Exercise prompt: Copy out, from the data, each line containing the string "below".
+++ Provided data
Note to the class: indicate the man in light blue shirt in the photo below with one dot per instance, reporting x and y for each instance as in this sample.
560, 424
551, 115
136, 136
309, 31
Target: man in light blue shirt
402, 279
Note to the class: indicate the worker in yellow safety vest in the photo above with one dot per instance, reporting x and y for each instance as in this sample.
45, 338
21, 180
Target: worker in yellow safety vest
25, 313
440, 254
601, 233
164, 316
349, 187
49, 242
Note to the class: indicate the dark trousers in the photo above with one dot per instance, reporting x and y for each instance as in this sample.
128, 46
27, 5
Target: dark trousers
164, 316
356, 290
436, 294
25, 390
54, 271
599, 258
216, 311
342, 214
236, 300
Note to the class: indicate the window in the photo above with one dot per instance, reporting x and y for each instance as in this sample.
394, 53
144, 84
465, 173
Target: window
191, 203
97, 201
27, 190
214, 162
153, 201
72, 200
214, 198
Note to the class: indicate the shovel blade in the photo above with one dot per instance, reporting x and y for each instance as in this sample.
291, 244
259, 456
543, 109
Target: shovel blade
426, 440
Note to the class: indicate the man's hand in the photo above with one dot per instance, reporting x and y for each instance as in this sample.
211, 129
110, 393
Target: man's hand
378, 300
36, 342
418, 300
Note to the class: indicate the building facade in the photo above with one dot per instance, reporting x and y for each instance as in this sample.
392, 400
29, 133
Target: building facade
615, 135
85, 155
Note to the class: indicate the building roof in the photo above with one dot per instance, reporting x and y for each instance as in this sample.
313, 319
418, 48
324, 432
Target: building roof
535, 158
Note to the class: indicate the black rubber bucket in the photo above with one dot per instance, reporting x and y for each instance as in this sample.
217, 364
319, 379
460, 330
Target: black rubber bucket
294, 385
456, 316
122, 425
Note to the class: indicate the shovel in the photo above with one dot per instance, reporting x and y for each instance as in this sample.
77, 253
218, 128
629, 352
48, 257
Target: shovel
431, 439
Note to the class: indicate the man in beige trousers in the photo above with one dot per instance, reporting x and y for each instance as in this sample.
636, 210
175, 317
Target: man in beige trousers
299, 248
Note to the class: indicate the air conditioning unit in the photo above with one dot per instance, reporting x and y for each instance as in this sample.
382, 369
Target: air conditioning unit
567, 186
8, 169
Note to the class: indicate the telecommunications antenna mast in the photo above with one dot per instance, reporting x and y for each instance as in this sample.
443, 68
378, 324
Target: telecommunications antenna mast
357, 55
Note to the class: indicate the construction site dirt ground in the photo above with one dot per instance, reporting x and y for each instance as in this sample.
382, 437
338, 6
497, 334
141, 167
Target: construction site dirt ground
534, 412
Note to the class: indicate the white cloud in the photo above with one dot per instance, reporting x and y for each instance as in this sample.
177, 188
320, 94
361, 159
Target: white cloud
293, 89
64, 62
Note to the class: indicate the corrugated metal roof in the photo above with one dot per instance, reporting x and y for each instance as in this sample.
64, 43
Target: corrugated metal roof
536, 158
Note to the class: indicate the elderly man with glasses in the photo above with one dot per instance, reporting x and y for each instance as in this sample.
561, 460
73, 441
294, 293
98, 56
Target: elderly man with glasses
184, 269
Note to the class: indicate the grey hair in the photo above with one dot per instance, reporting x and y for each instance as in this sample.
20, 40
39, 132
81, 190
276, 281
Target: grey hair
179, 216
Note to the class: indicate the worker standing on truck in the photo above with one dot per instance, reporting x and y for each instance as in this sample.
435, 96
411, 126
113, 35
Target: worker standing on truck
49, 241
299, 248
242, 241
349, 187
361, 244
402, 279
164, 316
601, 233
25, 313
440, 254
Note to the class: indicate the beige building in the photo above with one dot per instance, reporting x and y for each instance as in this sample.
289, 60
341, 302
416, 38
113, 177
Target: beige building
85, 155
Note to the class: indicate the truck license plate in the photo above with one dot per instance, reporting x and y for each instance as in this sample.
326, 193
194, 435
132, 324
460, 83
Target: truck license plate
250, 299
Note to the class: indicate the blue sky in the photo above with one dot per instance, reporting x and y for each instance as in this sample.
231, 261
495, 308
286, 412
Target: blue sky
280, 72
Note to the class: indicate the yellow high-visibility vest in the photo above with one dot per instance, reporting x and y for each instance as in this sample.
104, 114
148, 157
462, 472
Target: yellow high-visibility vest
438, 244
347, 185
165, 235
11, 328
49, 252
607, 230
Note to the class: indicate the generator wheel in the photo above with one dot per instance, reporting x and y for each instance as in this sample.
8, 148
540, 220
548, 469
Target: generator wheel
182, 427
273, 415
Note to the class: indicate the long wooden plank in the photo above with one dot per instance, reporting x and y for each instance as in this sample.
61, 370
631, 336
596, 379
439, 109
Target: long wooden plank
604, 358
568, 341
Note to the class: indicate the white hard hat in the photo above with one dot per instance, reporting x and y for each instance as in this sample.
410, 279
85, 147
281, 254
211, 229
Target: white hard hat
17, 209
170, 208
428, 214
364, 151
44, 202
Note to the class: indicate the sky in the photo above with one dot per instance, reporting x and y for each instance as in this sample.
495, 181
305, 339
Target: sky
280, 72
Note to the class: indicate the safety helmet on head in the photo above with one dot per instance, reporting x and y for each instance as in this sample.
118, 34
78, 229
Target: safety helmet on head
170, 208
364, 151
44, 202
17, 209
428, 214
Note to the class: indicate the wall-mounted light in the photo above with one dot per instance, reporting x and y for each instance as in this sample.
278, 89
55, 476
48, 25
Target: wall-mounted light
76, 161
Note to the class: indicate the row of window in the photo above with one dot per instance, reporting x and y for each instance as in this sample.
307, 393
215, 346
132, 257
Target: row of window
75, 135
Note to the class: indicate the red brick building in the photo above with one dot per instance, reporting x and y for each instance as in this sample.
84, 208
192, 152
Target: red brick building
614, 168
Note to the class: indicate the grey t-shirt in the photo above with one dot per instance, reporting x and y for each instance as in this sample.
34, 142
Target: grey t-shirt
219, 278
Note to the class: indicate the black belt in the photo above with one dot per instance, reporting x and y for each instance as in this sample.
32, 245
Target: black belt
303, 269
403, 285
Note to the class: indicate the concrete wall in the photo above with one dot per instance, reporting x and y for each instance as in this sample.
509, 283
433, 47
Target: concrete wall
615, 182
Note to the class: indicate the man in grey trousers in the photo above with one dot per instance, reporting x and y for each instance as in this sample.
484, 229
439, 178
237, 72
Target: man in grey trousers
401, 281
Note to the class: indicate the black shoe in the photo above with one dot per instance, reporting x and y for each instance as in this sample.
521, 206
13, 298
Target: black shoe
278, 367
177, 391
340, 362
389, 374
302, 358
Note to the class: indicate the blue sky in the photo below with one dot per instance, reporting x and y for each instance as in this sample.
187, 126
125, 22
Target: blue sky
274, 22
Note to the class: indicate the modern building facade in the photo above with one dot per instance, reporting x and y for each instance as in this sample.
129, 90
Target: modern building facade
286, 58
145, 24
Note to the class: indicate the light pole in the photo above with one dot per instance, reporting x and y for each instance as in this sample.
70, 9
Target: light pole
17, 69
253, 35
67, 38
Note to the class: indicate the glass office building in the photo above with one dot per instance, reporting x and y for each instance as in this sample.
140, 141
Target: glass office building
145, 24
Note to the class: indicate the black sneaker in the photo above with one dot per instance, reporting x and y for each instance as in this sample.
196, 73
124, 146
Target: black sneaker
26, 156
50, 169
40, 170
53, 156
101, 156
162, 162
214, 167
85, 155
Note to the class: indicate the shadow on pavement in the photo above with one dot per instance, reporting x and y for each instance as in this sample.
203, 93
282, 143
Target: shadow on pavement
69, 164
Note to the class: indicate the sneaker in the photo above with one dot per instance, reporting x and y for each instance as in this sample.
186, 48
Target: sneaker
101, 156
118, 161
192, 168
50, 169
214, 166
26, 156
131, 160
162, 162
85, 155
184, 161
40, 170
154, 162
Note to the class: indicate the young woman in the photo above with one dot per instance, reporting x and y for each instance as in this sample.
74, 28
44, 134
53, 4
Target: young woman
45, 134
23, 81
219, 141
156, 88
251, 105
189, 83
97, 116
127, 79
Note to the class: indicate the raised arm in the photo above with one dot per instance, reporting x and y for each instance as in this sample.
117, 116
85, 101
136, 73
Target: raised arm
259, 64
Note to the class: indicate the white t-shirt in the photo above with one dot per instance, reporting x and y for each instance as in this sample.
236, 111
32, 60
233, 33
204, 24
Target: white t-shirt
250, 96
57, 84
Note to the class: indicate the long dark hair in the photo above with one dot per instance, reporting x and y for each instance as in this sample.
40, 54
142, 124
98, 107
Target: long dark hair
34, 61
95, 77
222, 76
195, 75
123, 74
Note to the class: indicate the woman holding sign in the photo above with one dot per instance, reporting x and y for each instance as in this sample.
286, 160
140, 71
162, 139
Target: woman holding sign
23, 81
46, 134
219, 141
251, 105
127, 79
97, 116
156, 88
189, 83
++++++
Your response:
Note to the class: indicate the man in light blue shirt in the photo below with one dot per instance, reporting x and y for each instance as in this sample.
Note to the class: indicate the blue sky in the photo below with one dot per instance, reporting x and y for each instance as in this sample.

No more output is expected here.